__Trecho do documento__.
Marinha mobiliza anfíbios no planalto seco, em plena crise
A "trágica coincidência", como definiu Arthur Lira, presidente da Câmara, foi definida no início do mês, pelo ministro da Defesa com o comandante da Marinha
O Instituto Nacional de Meteorologia (Inmet) adverte: tempo seco, com umidade relativa do ar em torno de 25% nos horários de insolação mais intensa no Plano Piloto, em Brasília, o que requer cuidados com a saúde.
Nesse cenário desidratado, distante 1.000 quilômetros do litoral, a Marinha resolveu exibir carros anfíbios de combate na Esplanada dos Ministérios, em área próxima ao espelho d’água do Congresso Nacional e do calçamento do Supremo Tribunal Federal. E logo hoje, dia de votação na Câmara do projeto de lei com o qual Jair Bolsonaro que tenta impor o regresso do país à era do voto impresso. “Trágica coincidência”, definiu Arthur Lira (PP-AL), presidente da Câmara.
Poderia ter sido um acaso na agenda do ministro da Defesa Walter Braga Netto, a quem se atribui a organização do evento dos anfíbios na seca do planalto. Mas a história ensina: não existe acaso em política. Planeja-se. E os planos sempre estão sujeitos à Lei de Murphy: “Se alguma coisa pode dar errado, ela dará.”
O ministro da Defesa e o comandante da Marinha, Almir Garnier Santos, decidiram o desvio dos anfíbios para a esplanada no início do mês, no Rio, durante uma jornada de discussões sobre o Sistema de Gerenciamento da Amazônia Azul, para o qual o Congresso reservou R$ 6,7 bilhões reservados no orçamento deste ano.

__Conjunto de dados__.
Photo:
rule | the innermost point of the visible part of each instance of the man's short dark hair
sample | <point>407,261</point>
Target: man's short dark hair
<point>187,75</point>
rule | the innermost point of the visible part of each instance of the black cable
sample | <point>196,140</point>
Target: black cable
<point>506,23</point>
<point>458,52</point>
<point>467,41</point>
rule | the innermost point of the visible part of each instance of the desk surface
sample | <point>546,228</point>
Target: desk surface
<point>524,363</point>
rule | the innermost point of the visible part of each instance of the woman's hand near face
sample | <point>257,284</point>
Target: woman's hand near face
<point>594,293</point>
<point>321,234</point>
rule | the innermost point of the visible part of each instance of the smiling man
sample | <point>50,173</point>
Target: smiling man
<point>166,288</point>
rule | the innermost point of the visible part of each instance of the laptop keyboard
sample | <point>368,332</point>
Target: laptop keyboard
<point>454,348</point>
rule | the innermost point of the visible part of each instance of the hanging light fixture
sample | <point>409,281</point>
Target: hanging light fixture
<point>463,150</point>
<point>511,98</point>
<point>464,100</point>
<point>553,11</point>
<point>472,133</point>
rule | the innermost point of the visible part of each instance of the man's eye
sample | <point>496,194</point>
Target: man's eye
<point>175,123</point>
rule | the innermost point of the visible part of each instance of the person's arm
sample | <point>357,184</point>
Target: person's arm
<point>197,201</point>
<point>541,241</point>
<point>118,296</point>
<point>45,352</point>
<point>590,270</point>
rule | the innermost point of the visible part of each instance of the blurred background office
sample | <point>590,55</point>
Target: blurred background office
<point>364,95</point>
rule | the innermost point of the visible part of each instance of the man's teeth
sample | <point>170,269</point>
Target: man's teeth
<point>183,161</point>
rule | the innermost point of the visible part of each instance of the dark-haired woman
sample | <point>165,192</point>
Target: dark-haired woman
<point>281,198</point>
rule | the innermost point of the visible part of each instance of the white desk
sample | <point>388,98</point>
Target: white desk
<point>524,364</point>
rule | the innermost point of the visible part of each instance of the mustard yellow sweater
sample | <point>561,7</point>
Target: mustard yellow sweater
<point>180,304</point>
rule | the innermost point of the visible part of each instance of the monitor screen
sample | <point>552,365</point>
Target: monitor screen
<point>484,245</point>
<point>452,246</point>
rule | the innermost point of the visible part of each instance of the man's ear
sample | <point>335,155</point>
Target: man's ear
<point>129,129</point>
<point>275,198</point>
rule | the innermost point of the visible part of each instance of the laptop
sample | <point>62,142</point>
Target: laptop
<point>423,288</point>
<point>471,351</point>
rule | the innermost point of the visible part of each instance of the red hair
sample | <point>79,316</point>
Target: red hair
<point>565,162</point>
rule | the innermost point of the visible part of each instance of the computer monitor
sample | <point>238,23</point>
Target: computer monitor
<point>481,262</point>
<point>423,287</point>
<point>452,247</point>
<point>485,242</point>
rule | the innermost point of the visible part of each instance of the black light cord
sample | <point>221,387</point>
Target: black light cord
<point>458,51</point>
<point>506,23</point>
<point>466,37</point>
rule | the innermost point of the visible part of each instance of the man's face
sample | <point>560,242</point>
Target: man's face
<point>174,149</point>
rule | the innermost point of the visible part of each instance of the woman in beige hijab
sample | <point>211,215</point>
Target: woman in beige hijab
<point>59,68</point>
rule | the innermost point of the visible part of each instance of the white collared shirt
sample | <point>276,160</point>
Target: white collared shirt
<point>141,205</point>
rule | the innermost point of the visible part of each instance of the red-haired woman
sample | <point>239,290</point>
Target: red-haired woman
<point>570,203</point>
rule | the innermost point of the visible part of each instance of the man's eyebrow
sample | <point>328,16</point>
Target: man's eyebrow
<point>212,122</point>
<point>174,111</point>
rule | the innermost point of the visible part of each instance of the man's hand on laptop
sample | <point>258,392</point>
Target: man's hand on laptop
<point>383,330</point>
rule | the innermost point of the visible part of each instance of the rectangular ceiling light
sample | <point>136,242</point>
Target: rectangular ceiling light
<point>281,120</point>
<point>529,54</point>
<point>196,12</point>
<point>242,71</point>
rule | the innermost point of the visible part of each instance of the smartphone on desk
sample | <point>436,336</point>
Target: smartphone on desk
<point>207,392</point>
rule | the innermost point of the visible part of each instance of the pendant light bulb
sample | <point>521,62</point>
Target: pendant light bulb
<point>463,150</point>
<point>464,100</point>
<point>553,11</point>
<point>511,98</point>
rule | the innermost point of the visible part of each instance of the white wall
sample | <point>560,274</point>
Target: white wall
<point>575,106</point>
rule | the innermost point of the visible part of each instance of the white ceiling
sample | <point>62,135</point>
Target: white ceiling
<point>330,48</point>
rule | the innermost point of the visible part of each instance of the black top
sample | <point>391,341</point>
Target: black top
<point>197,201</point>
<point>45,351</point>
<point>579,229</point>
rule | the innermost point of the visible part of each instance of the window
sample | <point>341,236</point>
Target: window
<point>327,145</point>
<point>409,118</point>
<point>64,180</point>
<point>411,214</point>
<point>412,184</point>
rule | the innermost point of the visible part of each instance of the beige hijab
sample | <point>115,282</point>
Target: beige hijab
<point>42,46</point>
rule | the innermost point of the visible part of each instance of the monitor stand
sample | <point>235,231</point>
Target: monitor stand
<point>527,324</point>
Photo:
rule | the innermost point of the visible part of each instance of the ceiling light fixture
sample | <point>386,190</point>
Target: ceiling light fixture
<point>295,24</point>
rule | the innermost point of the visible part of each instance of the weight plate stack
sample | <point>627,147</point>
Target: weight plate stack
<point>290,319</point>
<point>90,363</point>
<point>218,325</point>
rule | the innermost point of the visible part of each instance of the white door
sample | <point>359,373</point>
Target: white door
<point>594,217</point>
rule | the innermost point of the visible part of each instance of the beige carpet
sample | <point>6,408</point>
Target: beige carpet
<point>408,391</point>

__Perguntas__.
(1) Liste todas as pessoas citadas com nome e sobrenome no texto sobre os anfíbios da Marinha.
(2) Escreva a continuação do texto sobre os anfíbios da Marinha a partir da última frase apresentada.
Os registros não têm relação com o texto.

__Respostas__.
(1) Arthur Lira, Jair Bolsonaro, Walter Braga Netto, Almir Garnier Santos

(2)
General aposentado, Braga Netto tem se mostrado na Defesa um ativista da campanha de reeleição de Bolsonaro. Seria legítimo sem o uso da estrutura de governo e, principalmente, das Forças Armadas. Durante o mês passado, ele provocou mais confusão na política do que qualquer dos antecessores no Ministério da Defesa nos últimos 22 anos. Em linguagem anfíbia, fez até uma defesa pública das posições partidárias de Bolsonaro em assuntos cuja competência é exclusiva do Legislativo, como define a Constituição.
O voto impresso é item de marketing eleitoral do presidente-candidato, que o transformou num instrumento de confronto institucional com o Judiciário — especificamente o Supremo e o Tribunal Superior Eleitoral.
Braga Netto foi personagem no enredo governamental da desastrosa gestão da pandemia, agora sob investigação da CPI do Senado. Chefiou a Casa Civil durante a emergência sanitária e, até março passado, comandou o “Centro do Governo”.
Nesse período, recebeu algumas advertências do tribunal de contas sobre “a ausência de diretriz estratégica clara de enfrentamento à Covid-19”. Um dos alertas continha a recomendação para que não permanecesse inerte “diante desse cenário de mortandade desenfreada” e que passasse a adotar nos gastos públicos “critérios relacionados à redução de contaminação e de mortes causadas pela Covid-19”. Ontem à noite contavam-se 563,7 mil mortes no pandemônio pandêmico.